◆ **Extrait cité**:
Roméo et Juliette de Gounod à l’Opéra de Rouen Normandie
D’abord créée en 2015 salle Richelieu, à Paris, pour illustrer le drame shakespearien puis remaniée en 2021 salle Favart pour coller à l’opéra de Charles Gounod, cette production de Roméo et Juliette signée de l’Administrateur général de la Comédie Française Éric Ruf arrive enfin sur les planches du théâtre des Arts pour le plus grand plaisir des mélomanes rouenneais.
Sous le soleil exactement
Lorsqu’un soleil estival écrase le quai Pierre Corneille, que les plus beaux voiliers du monde s’y donnent rendez-vous pour l’Armada et que le théâtre des Arts met à l’affiche le chef d’œuvre de Gounod (il n’est effectivement pas incongru de préférer la partition de Roméo et Juliette à celle de Faust), Rouen n’est pas loin d’être la plus jolie ville de France.
Pour clore cette saison, l’Opéra de Rouen Normandie accueille l’adaptation qu’Éric Ruf a réalisée de sa propre mise en scène de l’œuvre de William Shakespeare après une série triomphale de représentations salle Richelieu il n’y a pas loin d’une dizaine d’années. De ce spectacle vu à l’époque au Français, on gardait le souvenir ébloui d’une scénographie lumineuse et d’un jeu d’acteurs ciselé dans le meilleur acier, la brutalité du drame des amants de Vérone s’exprimant en des sautes d’humeur terrifiantes comme lorsque Didier Sandre, impérial Capulet, rouait de coups l’infortunée Juliette interprétée par Suliane Brahim pour la contraindre à épouser le comte Pâris. C’est peu dire que la substantifique moelle de ce magnifique spectacle se retrouve aujourd’hui dans la version opératique reprise à Rouen, l’extrême violence en moins.
Le grand rideau de toile bise qui ferme la scène annonce avant même le début du spectacle qu’on s’apprête à assister à un grand drame théâtral. Élégamment drapé par Christian Lacroix et souligné d’un lambrequin festonné, ce rideau laisse deviner par transparence le drame qui se joue sur le plateau et agit comme une interface entre la salle et la scène. Lorsqu’il se lève au début de chaque acte, ce rideau projette le spectateur dans une Italie fantasmée, saturée de blanc, dont les palais décrépis ont conservé l’éclat du marbre et les salles d’eau la pâleur clinique des céramiques démodées. Dans le programme de salle, Éric Ruf confie qu’il avait en tête des villes du sud de la Sicile ou du Maroc ; on peut aussi penser au massif du Gargano, aux petites cités des Pouilles et à l’atmosphère étouffante du Soleil des Scorta, le roman incendiaire de Laurent Gaudé récompensé par le prix Goncourt en 2004.

◆ **Travail à faire**:
• 1. Recopiez une partie de l'extrait cité, en commençant à « Roméo et Juliette de » et en terminant à « ville de France. ».
• 2. Répondez brièvement à ces questions sur l'extrait cité.
(a) En quelle année la production a-t-elle été créée salle Richelieu ?
(b) Qui a drapé le rideau de toile bise ?
(c) Quel roman de Laurent Gaudé a reçu le prix Goncourt en 2004 ?
• 3. D'après l'extrait cité, pourquoi la production d'Éric Ruf a-t-elle été remaniée en 2021 salle Favart ?

◆ **Données**:
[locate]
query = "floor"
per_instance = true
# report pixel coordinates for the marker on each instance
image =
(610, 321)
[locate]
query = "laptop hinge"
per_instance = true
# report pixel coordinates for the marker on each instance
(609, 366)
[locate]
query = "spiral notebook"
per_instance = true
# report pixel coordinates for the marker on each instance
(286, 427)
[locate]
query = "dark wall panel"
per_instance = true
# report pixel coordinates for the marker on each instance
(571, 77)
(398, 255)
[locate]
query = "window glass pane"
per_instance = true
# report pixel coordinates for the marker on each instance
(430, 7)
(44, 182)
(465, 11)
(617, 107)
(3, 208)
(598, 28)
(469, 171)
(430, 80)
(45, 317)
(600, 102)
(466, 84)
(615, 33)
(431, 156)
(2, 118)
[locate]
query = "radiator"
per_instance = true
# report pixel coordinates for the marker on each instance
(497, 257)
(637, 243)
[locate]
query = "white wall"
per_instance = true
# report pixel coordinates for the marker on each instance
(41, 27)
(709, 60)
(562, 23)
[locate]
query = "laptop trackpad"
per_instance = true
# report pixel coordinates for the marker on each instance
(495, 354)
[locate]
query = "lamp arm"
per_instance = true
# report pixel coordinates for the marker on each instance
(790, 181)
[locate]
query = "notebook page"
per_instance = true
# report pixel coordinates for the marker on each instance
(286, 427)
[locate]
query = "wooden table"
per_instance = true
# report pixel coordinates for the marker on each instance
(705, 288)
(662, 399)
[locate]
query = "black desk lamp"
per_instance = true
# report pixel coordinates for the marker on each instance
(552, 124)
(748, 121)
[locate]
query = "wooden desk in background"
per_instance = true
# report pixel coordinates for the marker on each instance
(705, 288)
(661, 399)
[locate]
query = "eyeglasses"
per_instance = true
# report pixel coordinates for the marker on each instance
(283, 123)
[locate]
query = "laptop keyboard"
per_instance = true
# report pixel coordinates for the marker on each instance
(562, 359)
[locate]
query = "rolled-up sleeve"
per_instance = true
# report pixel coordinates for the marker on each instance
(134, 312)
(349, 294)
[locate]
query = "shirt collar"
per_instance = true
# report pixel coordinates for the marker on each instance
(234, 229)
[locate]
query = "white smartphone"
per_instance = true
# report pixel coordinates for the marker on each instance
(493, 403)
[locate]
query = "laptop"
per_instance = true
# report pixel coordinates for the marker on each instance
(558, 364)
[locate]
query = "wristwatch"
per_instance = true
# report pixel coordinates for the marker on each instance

◆ **Corrigés**:
• 1.
Roméo et Juliette de Gounod à l’Opéra de Rouen Normandie
D’abord créée en 2015 salle Richelieu, à Paris, pour illustrer le drame shakespearien puis remaniée en 2021 salle Favart pour coller à l’opéra de Charles Gounod, cette production de Roméo et Juliette signée de l’Administrateur général de la Comédie Française Éric Ruf arrive enfin sur les planches du théâtre des Arts pour le plus grand plaisir des mélomanes rouenneais.
Sous le soleil exactement
Lorsqu’un soleil estival écrase le quai Pierre Corneille, que les plus beaux voiliers du monde s’y donnent rendez-vous pour l’Armada et que le théâtre des Arts met à l’affiche le chef d’œuvre de Gounod (il n’est effectivement pas incongru de préférer la partition de Roméo et Juliette à celle de Faust), Rouen n’est pas loin d’être la plus jolie ville de France.

• 2.
(a) En 2015.
(b) Christian Lacroix.
(c) Le Soleil des Scorta.

• 3. Créée en 2015 salle Richelieu pour illustrer le drame de Shakespeare, la production a été remaniée en 2021 salle Favart pour coller à l'opéra de Charles Gounod.